• **TASK DESCRIPTION**
The required output is the line that contains "bridge tower turret" plus every line after it in the listing below, copied exactly as it appears.

Items from a dataset:

[Start]

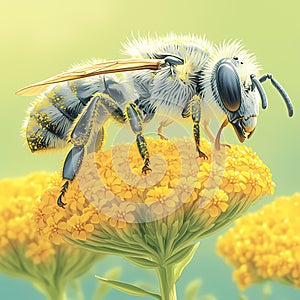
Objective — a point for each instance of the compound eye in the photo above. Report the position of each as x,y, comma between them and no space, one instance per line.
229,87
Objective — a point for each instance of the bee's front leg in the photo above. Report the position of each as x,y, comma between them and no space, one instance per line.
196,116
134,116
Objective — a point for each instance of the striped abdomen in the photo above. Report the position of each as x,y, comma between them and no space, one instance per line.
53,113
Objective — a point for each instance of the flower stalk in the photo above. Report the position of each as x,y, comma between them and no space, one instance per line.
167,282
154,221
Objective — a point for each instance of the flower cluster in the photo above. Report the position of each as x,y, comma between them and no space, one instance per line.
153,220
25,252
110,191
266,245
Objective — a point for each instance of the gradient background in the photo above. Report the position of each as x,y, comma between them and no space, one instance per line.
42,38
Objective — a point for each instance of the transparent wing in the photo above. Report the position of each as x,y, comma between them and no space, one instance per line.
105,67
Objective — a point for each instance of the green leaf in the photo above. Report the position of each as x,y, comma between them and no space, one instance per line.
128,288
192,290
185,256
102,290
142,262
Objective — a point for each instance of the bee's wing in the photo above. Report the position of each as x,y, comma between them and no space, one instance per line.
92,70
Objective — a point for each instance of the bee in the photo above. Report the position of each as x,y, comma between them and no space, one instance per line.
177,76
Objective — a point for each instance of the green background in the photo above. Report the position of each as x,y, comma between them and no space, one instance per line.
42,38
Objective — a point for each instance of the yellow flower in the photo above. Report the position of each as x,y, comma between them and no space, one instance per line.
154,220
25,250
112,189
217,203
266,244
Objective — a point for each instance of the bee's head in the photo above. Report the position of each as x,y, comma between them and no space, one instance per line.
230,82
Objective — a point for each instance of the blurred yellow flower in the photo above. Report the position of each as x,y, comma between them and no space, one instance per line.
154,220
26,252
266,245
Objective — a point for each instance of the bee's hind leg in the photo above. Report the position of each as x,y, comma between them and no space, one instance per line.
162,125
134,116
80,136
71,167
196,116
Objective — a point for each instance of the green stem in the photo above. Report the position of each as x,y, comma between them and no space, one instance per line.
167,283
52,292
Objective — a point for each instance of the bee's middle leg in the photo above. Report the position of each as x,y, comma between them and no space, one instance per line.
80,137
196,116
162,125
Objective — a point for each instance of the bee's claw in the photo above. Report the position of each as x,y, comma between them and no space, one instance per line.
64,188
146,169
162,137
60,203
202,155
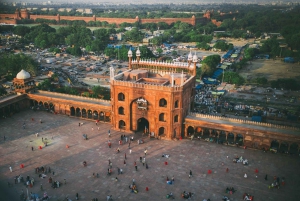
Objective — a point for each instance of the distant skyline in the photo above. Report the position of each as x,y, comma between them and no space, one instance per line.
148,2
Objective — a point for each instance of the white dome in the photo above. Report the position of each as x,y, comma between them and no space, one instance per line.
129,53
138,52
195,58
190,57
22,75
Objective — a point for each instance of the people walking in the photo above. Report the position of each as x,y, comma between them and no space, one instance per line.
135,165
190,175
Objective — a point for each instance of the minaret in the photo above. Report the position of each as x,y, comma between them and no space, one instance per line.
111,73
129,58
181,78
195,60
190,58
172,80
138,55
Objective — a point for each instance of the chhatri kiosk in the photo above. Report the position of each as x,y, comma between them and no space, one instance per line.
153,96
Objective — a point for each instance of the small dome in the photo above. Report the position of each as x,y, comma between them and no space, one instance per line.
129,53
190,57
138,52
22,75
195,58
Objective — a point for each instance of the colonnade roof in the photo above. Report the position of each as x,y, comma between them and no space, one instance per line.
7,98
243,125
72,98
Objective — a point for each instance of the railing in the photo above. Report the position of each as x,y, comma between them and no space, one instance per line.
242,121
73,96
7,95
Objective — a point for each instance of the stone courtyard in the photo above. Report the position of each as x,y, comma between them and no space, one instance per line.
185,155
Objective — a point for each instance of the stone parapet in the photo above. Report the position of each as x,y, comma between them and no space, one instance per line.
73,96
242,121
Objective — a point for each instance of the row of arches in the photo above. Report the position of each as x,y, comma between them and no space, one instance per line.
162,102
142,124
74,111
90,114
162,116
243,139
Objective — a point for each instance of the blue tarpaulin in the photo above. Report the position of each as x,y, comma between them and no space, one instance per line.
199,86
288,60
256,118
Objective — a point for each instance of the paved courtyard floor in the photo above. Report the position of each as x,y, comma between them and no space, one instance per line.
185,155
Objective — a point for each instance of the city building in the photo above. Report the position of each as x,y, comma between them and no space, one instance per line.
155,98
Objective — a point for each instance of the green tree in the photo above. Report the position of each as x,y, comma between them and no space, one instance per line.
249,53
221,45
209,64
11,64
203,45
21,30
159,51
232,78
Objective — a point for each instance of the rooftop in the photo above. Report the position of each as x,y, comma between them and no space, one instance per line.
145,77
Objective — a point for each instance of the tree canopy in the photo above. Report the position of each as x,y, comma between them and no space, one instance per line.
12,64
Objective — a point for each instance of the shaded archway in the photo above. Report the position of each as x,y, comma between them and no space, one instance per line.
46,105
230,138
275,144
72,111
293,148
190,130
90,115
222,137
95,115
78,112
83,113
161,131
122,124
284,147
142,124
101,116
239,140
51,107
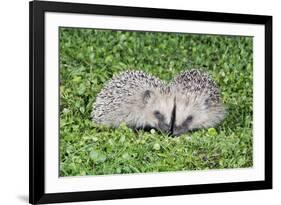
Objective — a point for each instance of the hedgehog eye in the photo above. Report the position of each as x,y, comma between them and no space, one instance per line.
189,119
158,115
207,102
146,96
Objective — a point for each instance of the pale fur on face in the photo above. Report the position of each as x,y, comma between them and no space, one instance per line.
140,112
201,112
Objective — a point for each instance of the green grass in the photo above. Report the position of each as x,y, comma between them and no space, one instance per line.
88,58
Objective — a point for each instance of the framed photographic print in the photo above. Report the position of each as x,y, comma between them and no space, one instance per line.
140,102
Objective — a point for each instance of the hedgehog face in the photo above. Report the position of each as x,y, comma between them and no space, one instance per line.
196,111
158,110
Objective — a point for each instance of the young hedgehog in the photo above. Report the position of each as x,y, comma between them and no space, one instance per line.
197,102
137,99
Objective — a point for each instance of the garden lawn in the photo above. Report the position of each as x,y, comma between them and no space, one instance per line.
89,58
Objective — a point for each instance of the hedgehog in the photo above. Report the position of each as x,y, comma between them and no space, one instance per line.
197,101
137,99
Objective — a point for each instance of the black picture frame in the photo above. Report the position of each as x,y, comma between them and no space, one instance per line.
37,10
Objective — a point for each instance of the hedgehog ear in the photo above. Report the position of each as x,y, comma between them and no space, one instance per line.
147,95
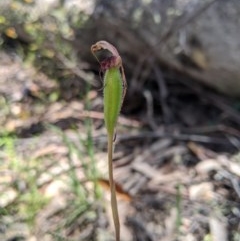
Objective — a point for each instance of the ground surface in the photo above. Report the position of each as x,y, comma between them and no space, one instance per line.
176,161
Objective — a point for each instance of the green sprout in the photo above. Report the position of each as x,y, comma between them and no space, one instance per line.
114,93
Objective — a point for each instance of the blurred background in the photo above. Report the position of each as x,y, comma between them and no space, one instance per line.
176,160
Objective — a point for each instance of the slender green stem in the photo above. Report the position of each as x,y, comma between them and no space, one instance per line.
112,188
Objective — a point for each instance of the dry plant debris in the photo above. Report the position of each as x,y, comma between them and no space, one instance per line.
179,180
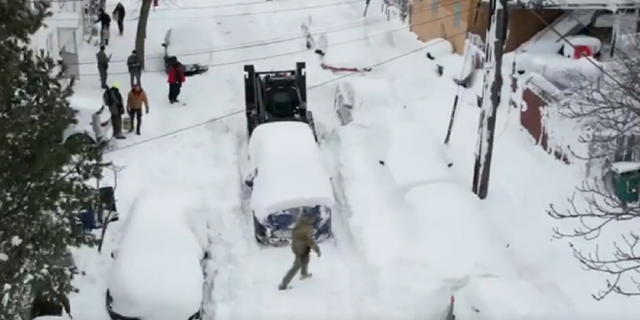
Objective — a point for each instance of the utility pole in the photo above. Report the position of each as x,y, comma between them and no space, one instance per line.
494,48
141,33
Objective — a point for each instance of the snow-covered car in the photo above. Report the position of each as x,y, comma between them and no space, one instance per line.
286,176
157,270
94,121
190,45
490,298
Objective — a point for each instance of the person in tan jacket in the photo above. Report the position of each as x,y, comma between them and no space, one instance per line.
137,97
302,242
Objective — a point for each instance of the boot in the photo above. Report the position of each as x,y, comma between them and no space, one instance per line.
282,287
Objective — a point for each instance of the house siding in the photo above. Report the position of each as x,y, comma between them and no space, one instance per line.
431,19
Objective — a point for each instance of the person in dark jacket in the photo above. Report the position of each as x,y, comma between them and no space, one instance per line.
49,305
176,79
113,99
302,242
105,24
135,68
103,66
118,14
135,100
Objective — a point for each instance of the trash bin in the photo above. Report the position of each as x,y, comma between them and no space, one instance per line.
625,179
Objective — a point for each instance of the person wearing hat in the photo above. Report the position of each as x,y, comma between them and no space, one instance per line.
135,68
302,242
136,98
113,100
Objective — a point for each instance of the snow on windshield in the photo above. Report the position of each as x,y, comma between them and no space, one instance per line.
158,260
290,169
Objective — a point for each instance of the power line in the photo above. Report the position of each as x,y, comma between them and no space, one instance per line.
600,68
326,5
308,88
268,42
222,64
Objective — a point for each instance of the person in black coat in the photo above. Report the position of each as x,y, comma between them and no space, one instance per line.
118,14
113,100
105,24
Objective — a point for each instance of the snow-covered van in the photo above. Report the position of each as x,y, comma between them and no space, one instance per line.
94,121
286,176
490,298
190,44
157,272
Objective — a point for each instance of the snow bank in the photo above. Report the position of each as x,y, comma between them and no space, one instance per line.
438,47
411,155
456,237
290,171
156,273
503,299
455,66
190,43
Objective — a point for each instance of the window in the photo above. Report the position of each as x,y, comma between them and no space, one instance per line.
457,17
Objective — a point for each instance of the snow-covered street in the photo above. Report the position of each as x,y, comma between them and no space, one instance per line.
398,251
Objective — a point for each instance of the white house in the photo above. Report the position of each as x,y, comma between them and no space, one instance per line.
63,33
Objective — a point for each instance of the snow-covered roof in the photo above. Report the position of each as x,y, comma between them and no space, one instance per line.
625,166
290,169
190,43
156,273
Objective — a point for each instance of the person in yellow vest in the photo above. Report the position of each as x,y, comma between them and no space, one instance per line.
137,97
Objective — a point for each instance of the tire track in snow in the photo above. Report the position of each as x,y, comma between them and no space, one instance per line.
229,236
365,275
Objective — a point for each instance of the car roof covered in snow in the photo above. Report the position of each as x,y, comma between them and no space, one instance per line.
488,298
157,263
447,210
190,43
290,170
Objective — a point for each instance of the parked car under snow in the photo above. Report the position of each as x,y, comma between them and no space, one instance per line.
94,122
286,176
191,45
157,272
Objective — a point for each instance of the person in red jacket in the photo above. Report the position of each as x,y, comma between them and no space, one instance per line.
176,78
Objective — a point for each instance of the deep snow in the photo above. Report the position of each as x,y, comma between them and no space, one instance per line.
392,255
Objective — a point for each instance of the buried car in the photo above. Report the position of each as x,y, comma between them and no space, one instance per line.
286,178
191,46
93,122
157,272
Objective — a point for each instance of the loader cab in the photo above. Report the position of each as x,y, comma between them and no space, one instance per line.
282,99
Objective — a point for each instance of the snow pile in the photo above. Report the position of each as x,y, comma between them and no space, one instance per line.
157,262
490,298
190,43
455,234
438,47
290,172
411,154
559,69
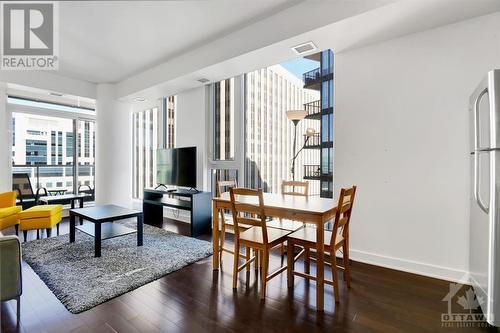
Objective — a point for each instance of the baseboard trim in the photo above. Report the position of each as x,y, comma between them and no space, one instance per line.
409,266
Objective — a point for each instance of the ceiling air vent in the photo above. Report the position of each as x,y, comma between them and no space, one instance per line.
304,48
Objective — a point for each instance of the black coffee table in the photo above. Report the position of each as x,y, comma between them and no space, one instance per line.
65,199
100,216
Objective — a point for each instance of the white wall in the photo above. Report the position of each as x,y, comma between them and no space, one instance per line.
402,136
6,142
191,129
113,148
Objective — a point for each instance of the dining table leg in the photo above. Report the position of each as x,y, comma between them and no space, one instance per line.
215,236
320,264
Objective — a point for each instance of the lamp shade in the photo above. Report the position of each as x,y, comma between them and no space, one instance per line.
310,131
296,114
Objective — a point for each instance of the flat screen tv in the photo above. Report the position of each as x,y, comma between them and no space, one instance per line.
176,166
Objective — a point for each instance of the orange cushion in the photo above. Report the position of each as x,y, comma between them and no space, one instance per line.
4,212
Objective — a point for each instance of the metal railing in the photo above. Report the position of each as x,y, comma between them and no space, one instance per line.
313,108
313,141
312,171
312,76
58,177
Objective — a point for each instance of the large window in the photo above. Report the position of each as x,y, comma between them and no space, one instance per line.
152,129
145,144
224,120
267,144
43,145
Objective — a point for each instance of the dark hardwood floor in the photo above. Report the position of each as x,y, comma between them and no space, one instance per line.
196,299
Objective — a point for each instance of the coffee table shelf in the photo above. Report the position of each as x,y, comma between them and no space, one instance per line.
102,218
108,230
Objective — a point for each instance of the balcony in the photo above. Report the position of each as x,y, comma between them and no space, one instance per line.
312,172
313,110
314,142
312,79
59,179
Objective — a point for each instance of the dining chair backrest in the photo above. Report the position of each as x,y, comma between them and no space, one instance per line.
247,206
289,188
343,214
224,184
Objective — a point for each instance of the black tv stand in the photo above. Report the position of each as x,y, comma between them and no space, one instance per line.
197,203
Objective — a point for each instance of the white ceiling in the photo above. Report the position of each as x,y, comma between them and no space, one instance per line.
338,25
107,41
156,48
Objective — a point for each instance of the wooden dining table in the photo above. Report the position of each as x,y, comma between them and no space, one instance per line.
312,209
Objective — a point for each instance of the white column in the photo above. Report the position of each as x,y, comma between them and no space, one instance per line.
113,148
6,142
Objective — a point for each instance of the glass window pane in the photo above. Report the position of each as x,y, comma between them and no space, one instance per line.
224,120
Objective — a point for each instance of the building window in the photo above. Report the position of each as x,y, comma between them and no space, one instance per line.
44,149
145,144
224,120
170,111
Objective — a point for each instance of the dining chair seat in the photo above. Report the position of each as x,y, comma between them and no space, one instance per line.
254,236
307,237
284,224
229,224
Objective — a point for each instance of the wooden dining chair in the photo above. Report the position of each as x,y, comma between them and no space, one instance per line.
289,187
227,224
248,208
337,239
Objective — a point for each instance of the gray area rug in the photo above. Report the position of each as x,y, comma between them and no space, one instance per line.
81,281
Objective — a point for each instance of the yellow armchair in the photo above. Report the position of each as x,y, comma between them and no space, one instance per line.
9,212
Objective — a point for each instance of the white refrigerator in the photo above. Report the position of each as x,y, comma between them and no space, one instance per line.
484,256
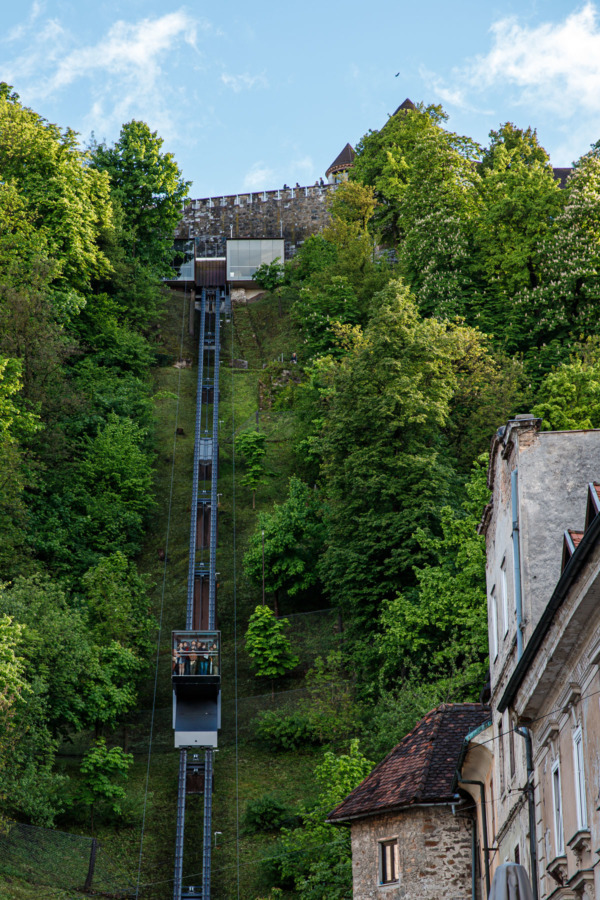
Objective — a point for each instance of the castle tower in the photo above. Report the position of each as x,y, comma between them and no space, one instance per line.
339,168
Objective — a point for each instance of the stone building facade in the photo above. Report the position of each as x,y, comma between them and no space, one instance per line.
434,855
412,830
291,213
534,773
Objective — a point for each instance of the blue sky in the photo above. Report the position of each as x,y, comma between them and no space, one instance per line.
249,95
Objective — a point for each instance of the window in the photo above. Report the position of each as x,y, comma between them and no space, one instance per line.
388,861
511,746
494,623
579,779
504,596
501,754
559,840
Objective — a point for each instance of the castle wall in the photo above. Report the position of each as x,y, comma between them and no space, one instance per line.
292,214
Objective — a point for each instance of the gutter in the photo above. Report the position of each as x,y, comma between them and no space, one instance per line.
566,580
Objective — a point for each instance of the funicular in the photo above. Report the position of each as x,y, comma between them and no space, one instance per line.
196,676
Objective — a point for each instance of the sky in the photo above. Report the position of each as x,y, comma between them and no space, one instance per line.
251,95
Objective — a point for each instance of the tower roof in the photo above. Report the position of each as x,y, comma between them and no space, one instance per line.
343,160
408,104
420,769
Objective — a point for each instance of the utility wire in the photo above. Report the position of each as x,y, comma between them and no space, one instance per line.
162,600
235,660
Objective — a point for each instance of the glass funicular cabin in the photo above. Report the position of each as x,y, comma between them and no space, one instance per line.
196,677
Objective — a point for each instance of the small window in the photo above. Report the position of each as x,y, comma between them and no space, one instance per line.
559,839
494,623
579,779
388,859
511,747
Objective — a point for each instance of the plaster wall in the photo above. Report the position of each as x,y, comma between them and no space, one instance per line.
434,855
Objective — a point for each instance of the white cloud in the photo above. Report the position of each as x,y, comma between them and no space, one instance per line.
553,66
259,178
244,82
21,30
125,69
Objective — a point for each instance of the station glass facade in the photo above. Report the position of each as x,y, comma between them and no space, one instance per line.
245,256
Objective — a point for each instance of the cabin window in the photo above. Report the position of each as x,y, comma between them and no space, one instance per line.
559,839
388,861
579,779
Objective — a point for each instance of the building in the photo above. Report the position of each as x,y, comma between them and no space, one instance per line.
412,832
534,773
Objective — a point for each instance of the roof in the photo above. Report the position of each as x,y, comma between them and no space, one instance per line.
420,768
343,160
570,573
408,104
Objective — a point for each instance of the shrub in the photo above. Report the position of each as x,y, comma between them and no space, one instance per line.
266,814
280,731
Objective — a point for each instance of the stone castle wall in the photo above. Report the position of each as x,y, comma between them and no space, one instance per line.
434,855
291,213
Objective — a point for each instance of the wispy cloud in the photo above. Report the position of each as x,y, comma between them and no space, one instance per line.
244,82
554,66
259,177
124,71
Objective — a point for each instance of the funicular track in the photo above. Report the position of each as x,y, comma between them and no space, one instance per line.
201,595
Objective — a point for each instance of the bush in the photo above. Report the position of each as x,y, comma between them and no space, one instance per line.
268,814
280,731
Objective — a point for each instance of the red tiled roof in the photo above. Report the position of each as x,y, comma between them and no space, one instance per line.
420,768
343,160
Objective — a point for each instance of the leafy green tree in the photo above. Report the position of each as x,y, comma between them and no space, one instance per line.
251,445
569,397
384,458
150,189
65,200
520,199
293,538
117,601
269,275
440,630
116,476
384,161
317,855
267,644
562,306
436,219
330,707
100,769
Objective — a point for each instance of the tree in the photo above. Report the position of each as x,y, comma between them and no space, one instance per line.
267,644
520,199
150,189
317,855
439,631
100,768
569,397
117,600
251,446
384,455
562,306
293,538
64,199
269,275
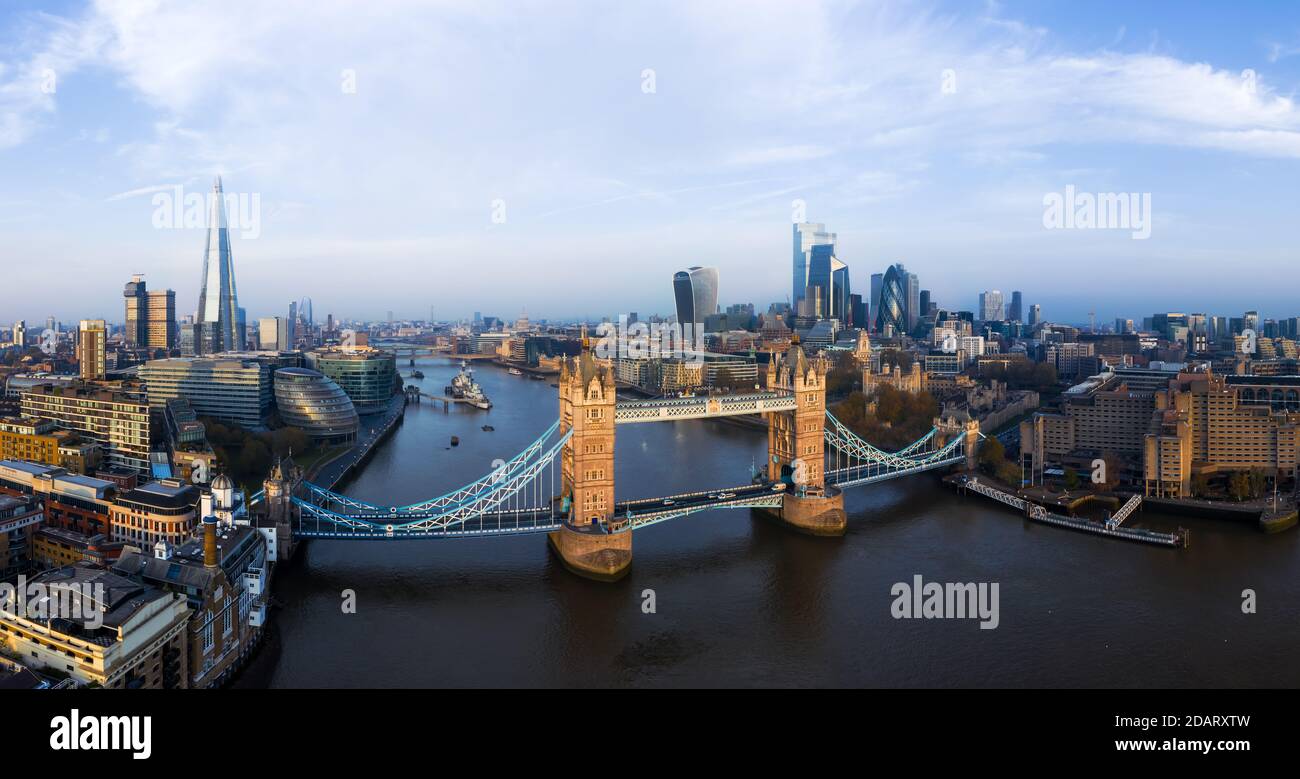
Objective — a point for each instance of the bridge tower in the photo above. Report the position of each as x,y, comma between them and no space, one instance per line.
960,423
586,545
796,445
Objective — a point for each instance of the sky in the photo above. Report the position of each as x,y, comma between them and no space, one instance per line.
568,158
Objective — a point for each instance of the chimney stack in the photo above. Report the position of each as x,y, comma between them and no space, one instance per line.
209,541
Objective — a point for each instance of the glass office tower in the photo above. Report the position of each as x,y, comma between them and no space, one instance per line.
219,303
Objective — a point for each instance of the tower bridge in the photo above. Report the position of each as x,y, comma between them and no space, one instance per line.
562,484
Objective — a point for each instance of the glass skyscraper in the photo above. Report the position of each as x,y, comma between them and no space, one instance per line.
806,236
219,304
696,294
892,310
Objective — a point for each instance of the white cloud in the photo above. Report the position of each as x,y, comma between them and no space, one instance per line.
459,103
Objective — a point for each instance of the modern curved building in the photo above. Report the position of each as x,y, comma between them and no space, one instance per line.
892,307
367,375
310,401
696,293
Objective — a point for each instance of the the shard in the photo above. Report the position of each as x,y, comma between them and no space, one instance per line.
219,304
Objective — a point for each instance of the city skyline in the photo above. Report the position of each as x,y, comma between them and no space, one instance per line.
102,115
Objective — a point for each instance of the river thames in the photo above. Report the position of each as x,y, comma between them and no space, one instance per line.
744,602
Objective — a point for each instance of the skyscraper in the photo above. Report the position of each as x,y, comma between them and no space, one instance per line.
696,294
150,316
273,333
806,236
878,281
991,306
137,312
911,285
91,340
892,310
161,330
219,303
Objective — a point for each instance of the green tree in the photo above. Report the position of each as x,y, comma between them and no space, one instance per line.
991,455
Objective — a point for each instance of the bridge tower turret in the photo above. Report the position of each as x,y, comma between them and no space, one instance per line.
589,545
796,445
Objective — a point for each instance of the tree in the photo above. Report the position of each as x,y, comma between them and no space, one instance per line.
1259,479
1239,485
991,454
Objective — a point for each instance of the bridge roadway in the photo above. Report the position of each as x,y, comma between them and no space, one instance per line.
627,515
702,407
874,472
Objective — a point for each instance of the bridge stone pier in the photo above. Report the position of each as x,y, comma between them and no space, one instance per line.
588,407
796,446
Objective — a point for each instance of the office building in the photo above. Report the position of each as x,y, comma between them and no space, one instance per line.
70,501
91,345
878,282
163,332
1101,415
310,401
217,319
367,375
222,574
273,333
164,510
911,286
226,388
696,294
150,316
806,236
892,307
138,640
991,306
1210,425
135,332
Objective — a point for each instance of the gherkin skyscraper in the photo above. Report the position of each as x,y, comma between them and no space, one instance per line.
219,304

[End]

• **SOLUTION TO THE EXERCISE**
Objective — a point for each instance of the bridge tower turret in the photo above. Report the position of each as x,y, comma between them and no space, one instance per line.
589,545
796,445
Objective — a point for each instance of the tree in the photo above. Report the position of each as x,y, comma between them and no space, one instance per line.
1259,479
1239,485
991,454
Objective — a point for each instance of the bridge roadway in the photo above. Report the position of each as x,y, comma between them and no space, one instance per line.
627,515
702,407
874,472
Objective — a point for each instance of the bridge stone pier in the photo above. Report the position of each as x,y, comma between them and no space, one instance per line.
588,407
796,446
Objective — a point for each instance of the office building in the photo above. Report the position of each as x,y, comma between them and no space, one instance per line.
70,501
91,345
878,282
163,332
1101,415
310,401
217,319
367,375
222,574
273,333
164,510
911,286
226,388
696,294
150,316
806,236
892,307
138,640
991,306
1210,425
135,332
Objective — a point for each instance of the gherkin skyscraper in the photo above. Report the position of each as x,y, comma between them and no space, one instance per line.
219,304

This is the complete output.